Task list:
**a)** In the plugin forum post, what programming language was the custom plugin written in?
**b)** Write out the part of the plugin forum post starting at "I build a custom" and ending at "the sentence correctly.".

Excerpt:
Built a custom plugin; issues with returned status codes

Support forum for Nagios Core, Nagios Plugins, NCPA, NRPE, NSCA, NDOUtils and more. Engage with the community of users including those using the open source solutions.
pamplifier
Posts: 21
Joined: Wed May 13, 2015 7:31 am

Built a custom plugin; issues with returned status codes

Post by pamplifier »

I build a custom plugin in C with the standard return codes in place (0 for OK, 1 for WARNING, etc) and printing one sentence to stdout. Executing it normally with the required flags spits out the sentence correctly.

Code: Select all

# ./check_thing -w 10 -e 10
# "Status code: WARNING etc etc <insert relevant string here>"

Supplied information:
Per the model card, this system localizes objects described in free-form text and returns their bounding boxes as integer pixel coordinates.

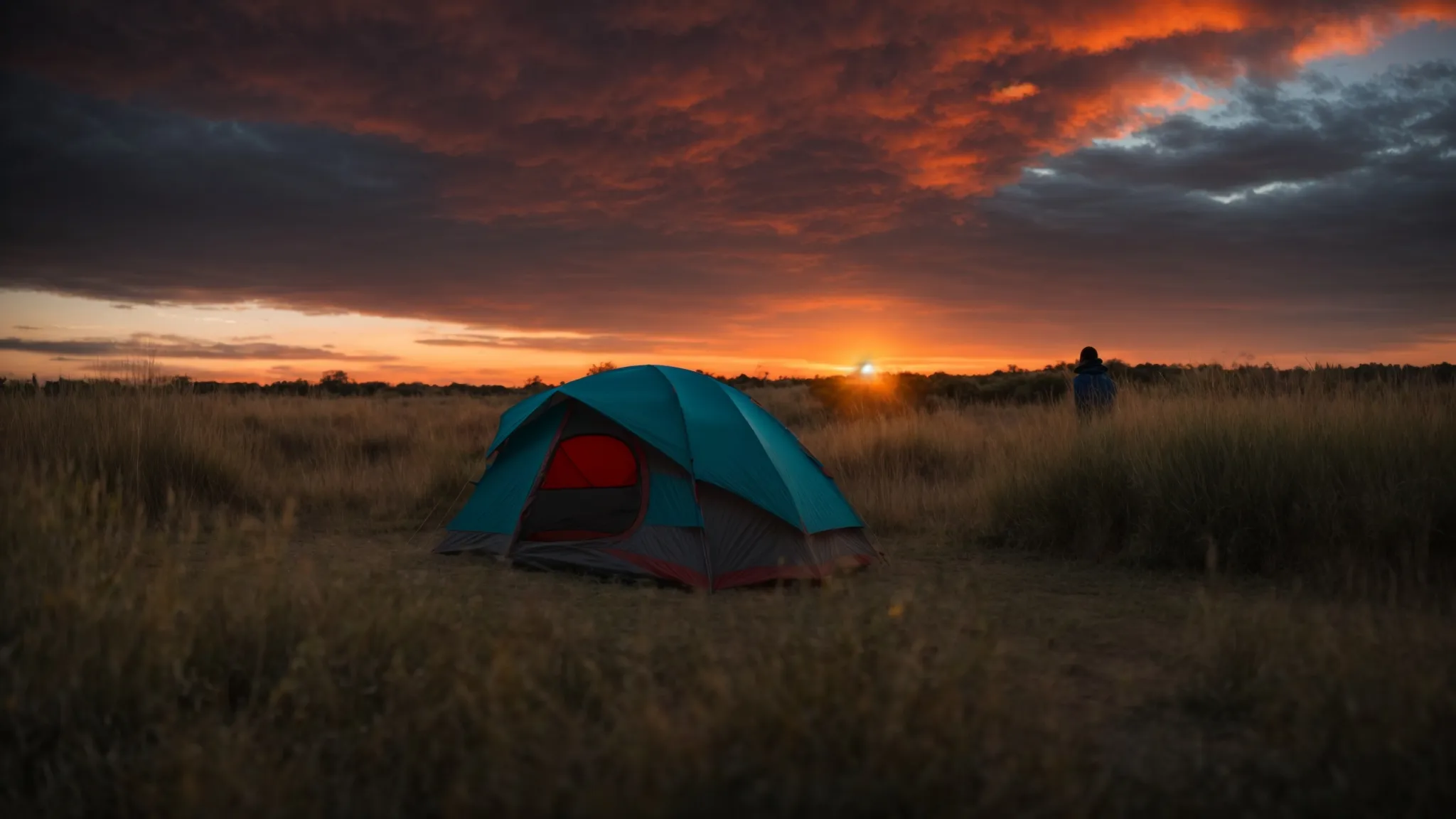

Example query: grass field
[0,385,1456,816]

Answers given:
**a)** C

**b)**
I build a custom plugin in C with the standard return codes in place (0 for OK, 1 for WARNING, etc) and printing one sentence to stdout. Executing it normally with the required flags spits out the sentence correctly.